-- Begin Input data --

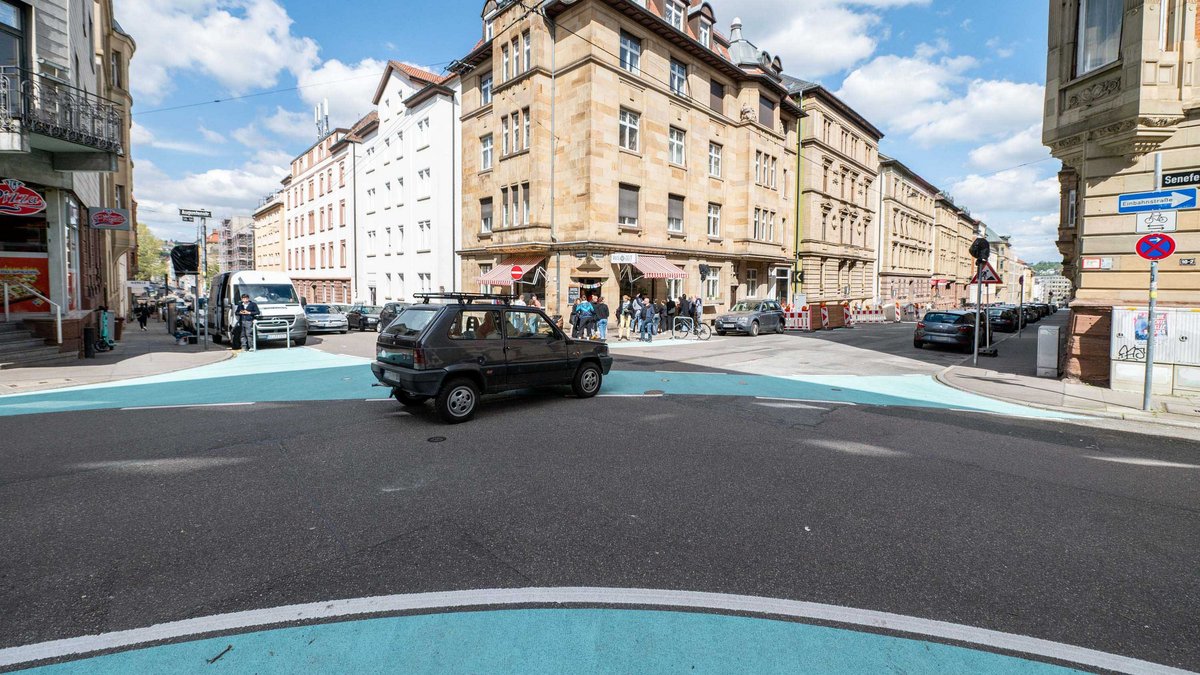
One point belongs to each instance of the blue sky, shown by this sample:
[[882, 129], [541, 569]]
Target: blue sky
[[955, 85]]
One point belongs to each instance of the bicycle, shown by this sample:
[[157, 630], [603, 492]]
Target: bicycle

-- End Input data --

▸ **Directive**: Please reproduce every line of the records above without any changes, leaving out the pictures.

▸ **Response to this task**:
One point belongs to each instance of the blue sky, shown by this sample:
[[882, 129], [541, 569]]
Target: blue sky
[[955, 85]]
One point belongs to each instance of the bicycle, shown by this sample:
[[157, 630], [603, 492]]
Target: bicycle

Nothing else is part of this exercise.